* Extract provided:
_ _ _ _

What is the purpose of while(1) asm nop;? When dsPIC comes to the end of a programme, it starts from the beginning as if reset. However, at the end of the programme the compiler inserts an endless loop to prevent this of happening. This has been inserted here to make the reader aware of the existence of this loop and that reseting dsPIC is not possible.

_ _ _ _

* Records:
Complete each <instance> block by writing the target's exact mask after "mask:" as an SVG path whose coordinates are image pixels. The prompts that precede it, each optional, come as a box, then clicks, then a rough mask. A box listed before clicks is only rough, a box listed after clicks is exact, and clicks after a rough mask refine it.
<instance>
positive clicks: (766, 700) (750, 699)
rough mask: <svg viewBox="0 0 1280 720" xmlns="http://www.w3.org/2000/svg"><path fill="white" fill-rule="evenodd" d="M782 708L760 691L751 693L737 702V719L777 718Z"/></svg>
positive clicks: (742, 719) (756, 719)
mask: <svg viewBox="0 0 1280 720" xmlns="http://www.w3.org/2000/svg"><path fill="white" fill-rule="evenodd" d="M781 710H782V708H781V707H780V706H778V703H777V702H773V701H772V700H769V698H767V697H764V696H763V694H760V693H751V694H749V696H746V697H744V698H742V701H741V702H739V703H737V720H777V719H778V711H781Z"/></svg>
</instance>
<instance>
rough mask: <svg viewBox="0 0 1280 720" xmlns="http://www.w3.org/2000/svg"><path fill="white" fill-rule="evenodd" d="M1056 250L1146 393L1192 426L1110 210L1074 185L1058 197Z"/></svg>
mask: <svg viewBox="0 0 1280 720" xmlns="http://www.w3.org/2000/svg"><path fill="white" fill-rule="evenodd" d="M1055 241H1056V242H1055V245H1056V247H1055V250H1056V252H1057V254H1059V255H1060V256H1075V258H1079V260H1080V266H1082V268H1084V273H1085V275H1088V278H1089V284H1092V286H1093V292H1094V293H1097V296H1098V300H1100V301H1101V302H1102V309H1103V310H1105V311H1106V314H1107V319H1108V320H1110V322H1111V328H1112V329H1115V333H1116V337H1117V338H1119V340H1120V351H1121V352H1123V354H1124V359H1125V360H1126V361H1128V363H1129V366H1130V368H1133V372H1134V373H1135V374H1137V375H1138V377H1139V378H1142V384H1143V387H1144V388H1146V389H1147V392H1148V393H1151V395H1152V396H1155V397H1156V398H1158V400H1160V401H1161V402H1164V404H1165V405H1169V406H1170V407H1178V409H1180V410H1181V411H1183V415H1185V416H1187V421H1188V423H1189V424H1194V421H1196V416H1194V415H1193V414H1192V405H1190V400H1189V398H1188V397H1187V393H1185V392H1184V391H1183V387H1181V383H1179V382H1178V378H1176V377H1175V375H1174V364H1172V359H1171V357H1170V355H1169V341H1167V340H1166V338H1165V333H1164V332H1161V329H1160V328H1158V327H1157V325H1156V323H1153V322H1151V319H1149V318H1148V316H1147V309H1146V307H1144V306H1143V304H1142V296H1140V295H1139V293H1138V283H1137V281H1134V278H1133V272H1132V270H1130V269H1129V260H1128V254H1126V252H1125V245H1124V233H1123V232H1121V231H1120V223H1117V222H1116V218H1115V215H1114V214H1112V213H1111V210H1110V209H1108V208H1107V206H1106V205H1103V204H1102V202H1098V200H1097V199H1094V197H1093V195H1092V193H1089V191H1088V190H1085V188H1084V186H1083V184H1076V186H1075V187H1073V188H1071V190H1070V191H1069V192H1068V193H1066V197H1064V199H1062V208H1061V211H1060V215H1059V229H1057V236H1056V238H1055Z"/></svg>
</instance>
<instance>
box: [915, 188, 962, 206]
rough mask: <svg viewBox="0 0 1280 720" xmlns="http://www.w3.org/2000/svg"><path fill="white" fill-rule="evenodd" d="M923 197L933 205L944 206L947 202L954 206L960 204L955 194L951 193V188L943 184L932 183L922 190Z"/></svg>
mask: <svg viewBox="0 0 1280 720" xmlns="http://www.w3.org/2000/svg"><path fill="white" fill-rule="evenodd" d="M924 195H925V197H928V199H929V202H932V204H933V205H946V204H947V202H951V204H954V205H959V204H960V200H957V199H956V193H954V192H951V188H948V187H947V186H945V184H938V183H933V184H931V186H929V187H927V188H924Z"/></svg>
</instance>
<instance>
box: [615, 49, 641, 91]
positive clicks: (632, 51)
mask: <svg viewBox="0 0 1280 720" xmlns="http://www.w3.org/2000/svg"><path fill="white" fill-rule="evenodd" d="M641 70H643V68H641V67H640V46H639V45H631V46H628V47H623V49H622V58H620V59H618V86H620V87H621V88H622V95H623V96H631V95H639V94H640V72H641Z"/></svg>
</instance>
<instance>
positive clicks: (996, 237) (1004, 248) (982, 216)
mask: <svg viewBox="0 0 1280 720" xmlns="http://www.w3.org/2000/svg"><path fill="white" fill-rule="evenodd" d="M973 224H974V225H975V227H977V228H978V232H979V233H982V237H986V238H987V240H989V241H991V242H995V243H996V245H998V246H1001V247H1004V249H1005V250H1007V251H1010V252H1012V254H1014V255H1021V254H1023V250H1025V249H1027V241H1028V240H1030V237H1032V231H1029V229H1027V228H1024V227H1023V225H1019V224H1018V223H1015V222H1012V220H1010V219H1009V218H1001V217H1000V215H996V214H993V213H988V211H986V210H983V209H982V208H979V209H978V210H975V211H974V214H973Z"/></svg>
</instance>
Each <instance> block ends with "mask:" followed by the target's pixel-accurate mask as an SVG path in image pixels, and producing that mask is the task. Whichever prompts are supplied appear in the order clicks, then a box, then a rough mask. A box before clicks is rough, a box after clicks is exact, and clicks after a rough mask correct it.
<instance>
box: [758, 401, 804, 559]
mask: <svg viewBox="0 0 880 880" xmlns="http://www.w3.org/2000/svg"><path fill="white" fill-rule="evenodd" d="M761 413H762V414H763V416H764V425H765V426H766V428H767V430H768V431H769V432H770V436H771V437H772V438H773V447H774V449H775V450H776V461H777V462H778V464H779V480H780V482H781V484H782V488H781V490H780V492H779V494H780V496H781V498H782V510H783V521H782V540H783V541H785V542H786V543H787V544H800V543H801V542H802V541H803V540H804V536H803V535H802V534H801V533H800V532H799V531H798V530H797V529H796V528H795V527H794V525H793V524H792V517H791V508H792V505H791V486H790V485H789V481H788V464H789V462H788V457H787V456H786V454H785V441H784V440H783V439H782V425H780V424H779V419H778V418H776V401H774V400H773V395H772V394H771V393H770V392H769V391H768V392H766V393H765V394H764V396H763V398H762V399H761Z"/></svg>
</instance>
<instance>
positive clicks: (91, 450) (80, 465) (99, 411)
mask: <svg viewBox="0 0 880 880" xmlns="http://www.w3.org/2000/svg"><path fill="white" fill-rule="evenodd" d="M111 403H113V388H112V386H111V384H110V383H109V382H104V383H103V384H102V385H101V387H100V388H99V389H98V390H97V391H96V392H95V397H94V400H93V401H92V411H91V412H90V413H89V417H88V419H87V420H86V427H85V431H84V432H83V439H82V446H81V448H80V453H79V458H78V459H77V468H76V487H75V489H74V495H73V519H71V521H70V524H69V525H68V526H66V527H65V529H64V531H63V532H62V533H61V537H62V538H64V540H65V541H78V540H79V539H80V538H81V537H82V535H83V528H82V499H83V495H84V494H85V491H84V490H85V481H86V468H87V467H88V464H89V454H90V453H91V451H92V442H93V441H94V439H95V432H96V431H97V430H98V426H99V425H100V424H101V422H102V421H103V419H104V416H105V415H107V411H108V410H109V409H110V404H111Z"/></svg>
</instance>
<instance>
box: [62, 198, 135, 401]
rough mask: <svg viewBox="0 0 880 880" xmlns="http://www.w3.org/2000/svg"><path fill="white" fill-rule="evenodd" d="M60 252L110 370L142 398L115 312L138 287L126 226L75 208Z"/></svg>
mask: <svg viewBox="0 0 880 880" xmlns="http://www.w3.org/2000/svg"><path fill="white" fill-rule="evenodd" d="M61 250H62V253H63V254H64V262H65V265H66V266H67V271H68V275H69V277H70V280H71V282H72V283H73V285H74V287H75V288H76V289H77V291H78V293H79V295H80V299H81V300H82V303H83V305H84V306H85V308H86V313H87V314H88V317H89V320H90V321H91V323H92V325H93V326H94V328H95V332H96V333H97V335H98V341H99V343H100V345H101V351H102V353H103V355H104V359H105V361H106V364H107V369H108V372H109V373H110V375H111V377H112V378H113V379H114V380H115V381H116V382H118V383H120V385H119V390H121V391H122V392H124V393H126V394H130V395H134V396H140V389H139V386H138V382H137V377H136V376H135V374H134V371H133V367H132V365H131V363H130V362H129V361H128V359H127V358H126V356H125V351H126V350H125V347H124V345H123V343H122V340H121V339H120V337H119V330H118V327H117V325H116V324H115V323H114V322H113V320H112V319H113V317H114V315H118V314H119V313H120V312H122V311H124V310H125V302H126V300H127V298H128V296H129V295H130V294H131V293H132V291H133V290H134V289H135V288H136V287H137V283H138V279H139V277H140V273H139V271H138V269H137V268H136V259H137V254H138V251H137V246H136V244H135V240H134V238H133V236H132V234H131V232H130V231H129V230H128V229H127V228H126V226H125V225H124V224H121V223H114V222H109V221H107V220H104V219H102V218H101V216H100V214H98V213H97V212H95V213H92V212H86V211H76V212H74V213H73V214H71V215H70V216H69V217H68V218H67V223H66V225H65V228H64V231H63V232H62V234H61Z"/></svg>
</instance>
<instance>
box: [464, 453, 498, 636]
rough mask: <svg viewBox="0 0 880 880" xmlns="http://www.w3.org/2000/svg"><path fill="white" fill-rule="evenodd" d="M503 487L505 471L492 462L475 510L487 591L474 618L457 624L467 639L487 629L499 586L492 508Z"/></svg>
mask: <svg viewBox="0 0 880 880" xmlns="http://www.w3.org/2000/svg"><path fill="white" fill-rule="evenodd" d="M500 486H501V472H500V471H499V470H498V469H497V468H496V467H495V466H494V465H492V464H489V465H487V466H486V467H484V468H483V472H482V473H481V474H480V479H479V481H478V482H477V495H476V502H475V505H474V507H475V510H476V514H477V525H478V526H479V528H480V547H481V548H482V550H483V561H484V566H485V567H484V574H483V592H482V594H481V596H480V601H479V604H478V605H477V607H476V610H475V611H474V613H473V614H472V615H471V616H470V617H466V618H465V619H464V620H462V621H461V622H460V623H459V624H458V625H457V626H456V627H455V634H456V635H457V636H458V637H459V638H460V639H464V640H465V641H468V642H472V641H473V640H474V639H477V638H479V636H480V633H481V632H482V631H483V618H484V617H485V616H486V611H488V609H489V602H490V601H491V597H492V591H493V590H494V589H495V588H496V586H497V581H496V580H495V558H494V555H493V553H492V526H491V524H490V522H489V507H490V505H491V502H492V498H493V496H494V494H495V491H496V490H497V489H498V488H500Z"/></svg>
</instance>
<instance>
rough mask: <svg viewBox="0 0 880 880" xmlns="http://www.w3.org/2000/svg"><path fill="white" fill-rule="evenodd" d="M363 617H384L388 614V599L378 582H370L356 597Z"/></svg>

_ _ _ _

* Assigned task 1: From the dsPIC excerpt, echo the words from "What is the" to "is not possible.".
* Assigned task 2:
Based on the dsPIC excerpt, mark each statement yes or no, and quote the words that decide it.
(a) When dsPIC reaches the end of a program, it starts again from the beginning as if reset.
(b) The compiler removes an endless loop from the end of the program.
(c) The loop is there to show the reader that resetting dsPIC is possible.

* Problem solution 1:
What is the purpose of while(1) asm nop;? When dsPIC comes to the end of a programme, it starts from the beginning as if reset. However, at the end of the programme the compiler inserts an endless loop to prevent this of happening. This has been inserted here to make the reader aware of the existence of this loop and that reseting dsPIC is not possible.

* Problem solution 2:
(a) Yes: "When dsPIC comes to the end of a programme, it starts from the beginning as if reset."
(b) No: "at the end of the programme the compiler inserts an endless loop to prevent this of happening."
(c) No: "to make the reader aware of the existence of this loop and that reseting dsPIC is not possible."